## READING TEXT:
———

Eminent Domain for Drugs
From his perch at Politico, Dan Diamond has launched what promises to be a terrific new health-policy podcast, Pulse Check, with an interview with CMS’s acting administrator, Andy Slavitt.
The interview is refreshingly candid: among other things, Slavitt confesses that the Obama administration has a lot of work to do to win back the hearts and minds of physicians who’ve become disenchanted with health reform. Slavitt also talks openly about the challenges of balancing his devotion to his family with his public service.
One thing in particular caught my ear. Slavitt said that he expects frustration over drug prices to grow. “If we don’t address this problem in the next four or five years, and prescription drug costs grow as they’ve been growing, this will be one of the top three issues for my successor, if not the No. 1 issue.”
For reasons that Austin explored here, I think that’s probably right (although anger over high deductibles will also rank high on the list). Spending on prescription drugs amount to only 10% of overall health-care spending, but that’s the spending that’s most salient to patients. As pressure builds for a solution, policymakers will be on the lookout for bold new approaches.
As if on cue, Amy Kapczynski and Aaron Kesselheim have a new paper in Health Affairs sketching out one such approach.

———

## DATA SHOWN:
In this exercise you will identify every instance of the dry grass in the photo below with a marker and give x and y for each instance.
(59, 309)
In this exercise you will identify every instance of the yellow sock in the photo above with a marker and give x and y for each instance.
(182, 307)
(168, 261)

———

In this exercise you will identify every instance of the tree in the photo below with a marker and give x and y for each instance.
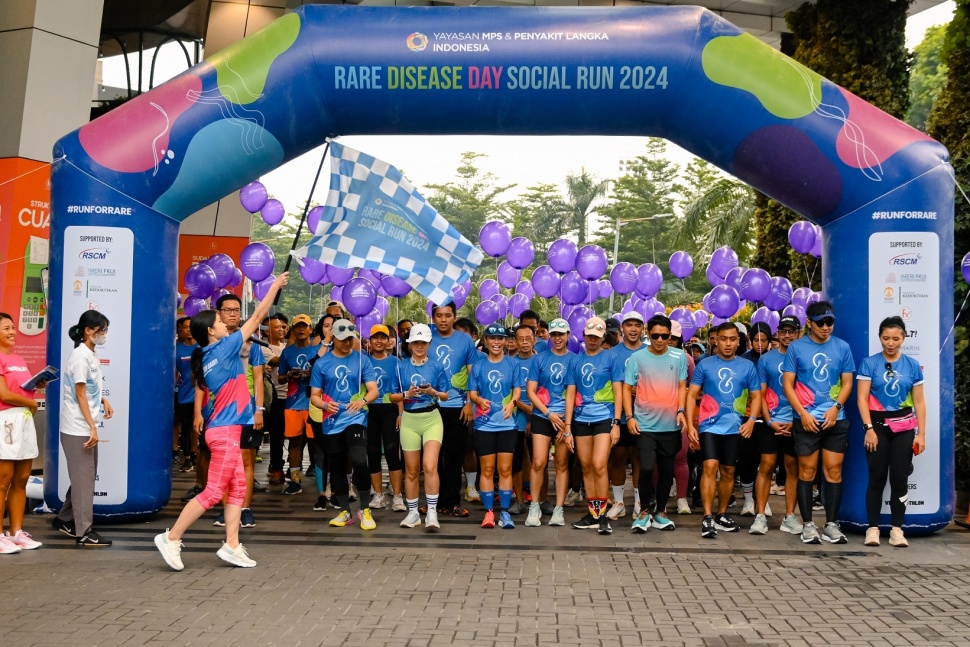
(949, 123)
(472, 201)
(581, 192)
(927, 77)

———

## EXPLORE THE MATERIAL:
(a) From the post on eminent domain for drugs, write out the part that starts with the words containing "Eminent Domain for" and ends with "his public service.".
(b) According to the post on eminent domain for drugs, what share of overall health-care spending goes to prescription drugs?
(c) Carry the post on eminent domain for drugs on from its last sentence.

## ANSWERS TO THIS EXERCISE:
(a)
Eminent Domain for Drugs
From his perch at Politico, Dan Diamond has launched what promises to be a terrific new health-policy podcast, Pulse Check, with an interview with CMS’s acting administrator, Andy Slavitt.
The interview is refreshingly candid: among other things, Slavitt confesses that the Obama administration has a lot of work to do to win back the hearts and minds of physicians who’ve become disenchanted with health reform. Slavitt also talks openly about the challenges of balancing his devotion to his family with his public service.

(b) Only 10%.

(c)
[A] little-known law, codified at 28 U.S.C. section 1498, … gives the government the right to use patented inventions without permission, while paying the patent holder “reasonable and entire compensation.” In the case of pharmaceuticals, a patent gives a company the right to prevent others from making, selling, using, or importing a covered medicine. The “government use” provision is a form of governmental immunity from patent claims: Under it, patent holders can demand royalties but cannot stop the government from producing the medicine or allowing others (in this case, generic manufacturers) to produce or import the medicine. …
[W]e assess the potential for the federal government to invoke section 1498 to make important new high-cost therapies widely available to patients who need them. We argue that such an approach need not undermine incentives to innovate and could result in net gains from an economic as well as a health perspective. Most prominently, the approach should be considered whenever there is evidence of excessive pricing as measured against the risk-adjusted costs of research and development, and whenever substantial population-level benefits could be realized.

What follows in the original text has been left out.